• **Problem statement**
Answer these questions using the passage about Millie Dresselhaus.
(a) According to the certificate, what field did Millie Dresselhaus launch?
(b) Which medal is Elizabeth Dresselhaus shown holding?
(c) In what city was the Kavli Prize ceremony held?

• **Document passage**
*** Block opens ***
This is the certificate they awarded to Millie Dresselhaus.  Can you read that?  It says, “For the fundamental contribution to the understanding and exploitation of newly new carbon materials including the buckminsterfullerene, nanotubes, and graphene, and for launching the field of low dimensional thermoelectricity.”

That was her citation.

Courtesy of the Franklin Institute

This beautiful lady is Elizabeth Dresselhaus, also a scientist, who is one of Millie Dresselhaus’ five grandchildren.  She graduated from the University of Pennsylvania — which is right in the Franklin Institute — so she came there to receive the medal on Millie’s behalf.  Above, you can see her holding Millie’s Franklin Medal in Materials Science and Engineering.

Photo credit: Arlene Alda

Going back to the Kavli Prize ceremony in Oslo, this is Millie and Gene together.  This is at the celebration reception.

This is me.
*** Block closes ***
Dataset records
*** Block opens ***
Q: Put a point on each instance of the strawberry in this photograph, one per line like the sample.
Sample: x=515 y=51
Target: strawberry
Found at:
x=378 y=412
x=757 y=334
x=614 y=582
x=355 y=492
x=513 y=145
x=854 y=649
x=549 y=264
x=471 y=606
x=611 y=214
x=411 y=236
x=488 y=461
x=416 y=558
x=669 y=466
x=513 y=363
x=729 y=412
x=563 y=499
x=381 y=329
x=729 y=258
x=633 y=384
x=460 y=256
*** Block closes ***
• **Task output**
(a) Low dimensional thermoelectricity
(b) Millie's Franklin Medal in Materials Science and Engineering
(c) Oslo